***** The input

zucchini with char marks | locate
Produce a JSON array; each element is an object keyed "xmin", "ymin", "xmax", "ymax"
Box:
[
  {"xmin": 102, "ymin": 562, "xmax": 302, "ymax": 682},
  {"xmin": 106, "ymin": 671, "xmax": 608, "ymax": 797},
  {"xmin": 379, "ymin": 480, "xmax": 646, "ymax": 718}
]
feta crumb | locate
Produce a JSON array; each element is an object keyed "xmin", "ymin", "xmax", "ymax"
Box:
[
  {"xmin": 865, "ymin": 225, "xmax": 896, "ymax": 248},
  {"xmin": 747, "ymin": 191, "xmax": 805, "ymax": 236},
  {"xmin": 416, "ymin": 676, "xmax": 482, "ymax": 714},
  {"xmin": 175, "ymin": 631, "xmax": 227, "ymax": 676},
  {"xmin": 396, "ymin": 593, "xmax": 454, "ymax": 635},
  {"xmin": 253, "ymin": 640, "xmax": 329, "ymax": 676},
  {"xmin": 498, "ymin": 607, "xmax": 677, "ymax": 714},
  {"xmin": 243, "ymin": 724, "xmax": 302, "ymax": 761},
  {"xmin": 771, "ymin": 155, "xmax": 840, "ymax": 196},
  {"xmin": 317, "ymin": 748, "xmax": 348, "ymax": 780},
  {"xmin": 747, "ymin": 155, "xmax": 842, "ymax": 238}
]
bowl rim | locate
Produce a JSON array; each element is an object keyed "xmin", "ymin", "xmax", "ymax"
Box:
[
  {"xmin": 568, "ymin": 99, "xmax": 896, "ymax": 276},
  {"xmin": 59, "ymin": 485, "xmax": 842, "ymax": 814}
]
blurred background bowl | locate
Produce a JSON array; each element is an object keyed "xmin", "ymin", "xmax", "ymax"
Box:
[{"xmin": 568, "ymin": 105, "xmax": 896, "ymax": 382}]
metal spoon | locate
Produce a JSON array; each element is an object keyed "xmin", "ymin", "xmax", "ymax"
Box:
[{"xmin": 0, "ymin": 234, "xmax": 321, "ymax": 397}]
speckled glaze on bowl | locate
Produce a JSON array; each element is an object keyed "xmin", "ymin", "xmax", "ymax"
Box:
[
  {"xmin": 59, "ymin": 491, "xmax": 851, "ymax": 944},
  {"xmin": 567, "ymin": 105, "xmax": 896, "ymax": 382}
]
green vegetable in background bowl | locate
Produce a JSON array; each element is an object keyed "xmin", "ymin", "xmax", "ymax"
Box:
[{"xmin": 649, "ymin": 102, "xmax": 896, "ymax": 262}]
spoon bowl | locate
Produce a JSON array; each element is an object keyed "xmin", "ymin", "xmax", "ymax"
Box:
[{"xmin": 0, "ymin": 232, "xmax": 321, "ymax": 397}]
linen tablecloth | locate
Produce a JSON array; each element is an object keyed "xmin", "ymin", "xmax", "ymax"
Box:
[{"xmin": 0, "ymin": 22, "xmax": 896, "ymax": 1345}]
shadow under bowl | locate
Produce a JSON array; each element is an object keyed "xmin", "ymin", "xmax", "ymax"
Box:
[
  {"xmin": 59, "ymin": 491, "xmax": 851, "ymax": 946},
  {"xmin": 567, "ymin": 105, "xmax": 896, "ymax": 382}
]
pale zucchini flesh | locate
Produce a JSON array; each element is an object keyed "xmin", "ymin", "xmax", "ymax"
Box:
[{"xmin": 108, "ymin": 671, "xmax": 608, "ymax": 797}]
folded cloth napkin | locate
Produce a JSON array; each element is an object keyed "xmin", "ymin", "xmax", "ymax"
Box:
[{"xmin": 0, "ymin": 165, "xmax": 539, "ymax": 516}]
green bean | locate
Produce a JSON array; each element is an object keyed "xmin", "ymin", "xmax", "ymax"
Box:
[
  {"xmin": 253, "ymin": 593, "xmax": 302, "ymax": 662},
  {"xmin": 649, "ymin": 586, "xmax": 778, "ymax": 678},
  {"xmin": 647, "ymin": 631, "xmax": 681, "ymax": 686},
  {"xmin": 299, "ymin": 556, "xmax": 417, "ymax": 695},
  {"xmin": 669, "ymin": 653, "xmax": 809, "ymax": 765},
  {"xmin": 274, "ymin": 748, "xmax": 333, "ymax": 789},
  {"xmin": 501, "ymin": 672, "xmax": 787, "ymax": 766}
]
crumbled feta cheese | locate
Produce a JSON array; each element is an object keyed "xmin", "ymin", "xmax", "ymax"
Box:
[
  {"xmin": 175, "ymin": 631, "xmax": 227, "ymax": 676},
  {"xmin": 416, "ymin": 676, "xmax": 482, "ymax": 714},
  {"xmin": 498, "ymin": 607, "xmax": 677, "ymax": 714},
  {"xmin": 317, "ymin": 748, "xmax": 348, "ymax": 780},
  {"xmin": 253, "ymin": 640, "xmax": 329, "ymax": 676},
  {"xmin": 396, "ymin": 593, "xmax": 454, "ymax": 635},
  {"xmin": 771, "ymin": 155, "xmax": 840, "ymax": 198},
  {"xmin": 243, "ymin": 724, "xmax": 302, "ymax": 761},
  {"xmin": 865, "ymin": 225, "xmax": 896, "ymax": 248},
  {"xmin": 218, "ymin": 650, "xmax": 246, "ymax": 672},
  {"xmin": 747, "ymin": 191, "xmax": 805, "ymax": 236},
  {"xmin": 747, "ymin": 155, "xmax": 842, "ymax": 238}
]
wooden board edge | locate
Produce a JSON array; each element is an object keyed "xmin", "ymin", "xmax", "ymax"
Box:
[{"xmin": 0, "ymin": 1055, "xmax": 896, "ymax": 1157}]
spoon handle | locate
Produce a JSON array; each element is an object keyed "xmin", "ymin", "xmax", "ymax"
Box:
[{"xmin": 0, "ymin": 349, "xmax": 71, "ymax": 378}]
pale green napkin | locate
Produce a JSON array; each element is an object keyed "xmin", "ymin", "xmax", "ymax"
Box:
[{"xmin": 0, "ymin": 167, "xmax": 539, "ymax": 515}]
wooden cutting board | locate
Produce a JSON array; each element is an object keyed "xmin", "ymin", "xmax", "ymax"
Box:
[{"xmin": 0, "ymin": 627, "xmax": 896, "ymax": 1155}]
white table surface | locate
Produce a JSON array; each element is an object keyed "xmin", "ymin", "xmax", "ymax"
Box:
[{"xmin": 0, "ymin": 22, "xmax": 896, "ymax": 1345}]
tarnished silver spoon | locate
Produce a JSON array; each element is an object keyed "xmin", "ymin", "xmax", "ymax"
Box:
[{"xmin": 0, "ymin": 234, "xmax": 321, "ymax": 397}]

**********

▸ Exercise prompt
Reproduce all the records above with every "locate" replaced by "detect" and nothing else altered.

▸ Exercise output
zucchini with char marks | detect
Produce a JSON array; each element is an object keyed "xmin", "ymin", "xmax", "ymax"
Box:
[
  {"xmin": 102, "ymin": 562, "xmax": 302, "ymax": 682},
  {"xmin": 106, "ymin": 671, "xmax": 608, "ymax": 797},
  {"xmin": 379, "ymin": 480, "xmax": 646, "ymax": 718}
]
feta crumb | detect
Produce a JSON array; each element is an object keyed "xmin", "ymin", "xmax", "ymax"
Box:
[
  {"xmin": 865, "ymin": 225, "xmax": 896, "ymax": 248},
  {"xmin": 747, "ymin": 191, "xmax": 805, "ymax": 236},
  {"xmin": 416, "ymin": 676, "xmax": 482, "ymax": 714},
  {"xmin": 175, "ymin": 631, "xmax": 227, "ymax": 676},
  {"xmin": 396, "ymin": 593, "xmax": 454, "ymax": 635},
  {"xmin": 253, "ymin": 640, "xmax": 329, "ymax": 676},
  {"xmin": 498, "ymin": 607, "xmax": 677, "ymax": 714},
  {"xmin": 243, "ymin": 724, "xmax": 302, "ymax": 761},
  {"xmin": 771, "ymin": 155, "xmax": 840, "ymax": 196},
  {"xmin": 317, "ymin": 748, "xmax": 348, "ymax": 780},
  {"xmin": 747, "ymin": 155, "xmax": 842, "ymax": 238}
]
bowl rim | detect
Produce a JSON array; each element is an object keyed "xmin", "ymin", "xmax", "ymax"
Box:
[
  {"xmin": 568, "ymin": 99, "xmax": 896, "ymax": 276},
  {"xmin": 59, "ymin": 485, "xmax": 842, "ymax": 814}
]
blurred background bowl | detect
Produce a JSON array; each element is an object keyed "xmin", "ymin", "xmax", "ymax"
Box:
[{"xmin": 568, "ymin": 105, "xmax": 896, "ymax": 382}]
metal spoon | detect
Produce a JSON array; each element is an object keyed "xmin", "ymin", "xmax", "ymax"
Box:
[{"xmin": 0, "ymin": 234, "xmax": 321, "ymax": 397}]
speckled glaze on bowl | detect
Produce a JSON array; each element is an object keyed "xmin", "ymin", "xmax", "ymax"
Box:
[
  {"xmin": 59, "ymin": 491, "xmax": 851, "ymax": 944},
  {"xmin": 567, "ymin": 105, "xmax": 896, "ymax": 382}
]
green vegetable in background bowl | detect
Produce a JSON array; each element is an object keyed "xmin", "ymin", "xmax", "ymax"
Box:
[{"xmin": 649, "ymin": 102, "xmax": 896, "ymax": 262}]
spoon bowl | detect
Produce a JSON array; each element is an object keyed "xmin", "ymin", "xmax", "ymax"
Box:
[{"xmin": 0, "ymin": 232, "xmax": 321, "ymax": 397}]
linen tablecloth | detect
Produce a JSON array; each element is an object keyed "xmin", "ymin", "xmax", "ymax"
Box:
[{"xmin": 0, "ymin": 22, "xmax": 896, "ymax": 1345}]
shadow under bowl | detect
Produce a JSON array; each element is an object keyed "xmin", "ymin", "xmax", "ymax"
Box:
[
  {"xmin": 59, "ymin": 491, "xmax": 851, "ymax": 946},
  {"xmin": 567, "ymin": 105, "xmax": 896, "ymax": 382}
]
pale zucchini flesh | detect
Produce a JSON array; each element is an object keyed "xmin", "ymin", "xmax", "ymax"
Box:
[{"xmin": 108, "ymin": 671, "xmax": 608, "ymax": 797}]
folded cloth napkin | detect
Produce a JSON array; each element is an object keyed "xmin", "ymin", "xmax", "ymax"
Box:
[{"xmin": 0, "ymin": 165, "xmax": 539, "ymax": 516}]
green bean | detect
Produce a JSON array; each element is an object keyed "xmin", "ymin", "xmax", "ymax"
Box:
[
  {"xmin": 253, "ymin": 593, "xmax": 302, "ymax": 662},
  {"xmin": 649, "ymin": 586, "xmax": 778, "ymax": 678},
  {"xmin": 647, "ymin": 631, "xmax": 681, "ymax": 686},
  {"xmin": 299, "ymin": 556, "xmax": 417, "ymax": 695},
  {"xmin": 669, "ymin": 653, "xmax": 809, "ymax": 765},
  {"xmin": 274, "ymin": 748, "xmax": 333, "ymax": 789},
  {"xmin": 501, "ymin": 672, "xmax": 787, "ymax": 766}
]
crumbled feta cheese | detect
Produce a JSON array; each element is an object keyed "xmin", "ymin", "xmax", "ymax"
Box:
[
  {"xmin": 175, "ymin": 631, "xmax": 227, "ymax": 676},
  {"xmin": 416, "ymin": 676, "xmax": 482, "ymax": 714},
  {"xmin": 498, "ymin": 607, "xmax": 677, "ymax": 714},
  {"xmin": 317, "ymin": 748, "xmax": 348, "ymax": 780},
  {"xmin": 253, "ymin": 640, "xmax": 329, "ymax": 676},
  {"xmin": 396, "ymin": 593, "xmax": 454, "ymax": 635},
  {"xmin": 771, "ymin": 155, "xmax": 840, "ymax": 198},
  {"xmin": 243, "ymin": 724, "xmax": 302, "ymax": 761},
  {"xmin": 865, "ymin": 225, "xmax": 896, "ymax": 248},
  {"xmin": 218, "ymin": 650, "xmax": 246, "ymax": 672},
  {"xmin": 747, "ymin": 191, "xmax": 805, "ymax": 236},
  {"xmin": 747, "ymin": 155, "xmax": 842, "ymax": 238}
]
wooden board edge | detect
Produce a JSON array; each element is an object keyed "xmin", "ymin", "xmax", "ymax"
Box:
[{"xmin": 0, "ymin": 1055, "xmax": 896, "ymax": 1157}]
spoon handle | detect
Produce a JSON array; each element is an object keyed "xmin", "ymin", "xmax", "ymax"
Box:
[{"xmin": 0, "ymin": 349, "xmax": 71, "ymax": 378}]
pale green napkin | detect
Produce a JSON array; each element is an object keyed "xmin", "ymin", "xmax", "ymax"
Box:
[{"xmin": 0, "ymin": 167, "xmax": 539, "ymax": 515}]
wooden cutting board | detect
Produce a JSON array; each element is an object keyed "xmin", "ymin", "xmax", "ymax"
Box:
[{"xmin": 0, "ymin": 627, "xmax": 896, "ymax": 1155}]
white table surface | detect
Produce a JSON array; each element is an object keyed "xmin", "ymin", "xmax", "ymax"
Box:
[{"xmin": 0, "ymin": 22, "xmax": 896, "ymax": 1345}]
tarnished silver spoon | detect
Produce a JSON array; each element is an object keyed "xmin", "ymin", "xmax", "ymax"
Box:
[{"xmin": 0, "ymin": 234, "xmax": 321, "ymax": 397}]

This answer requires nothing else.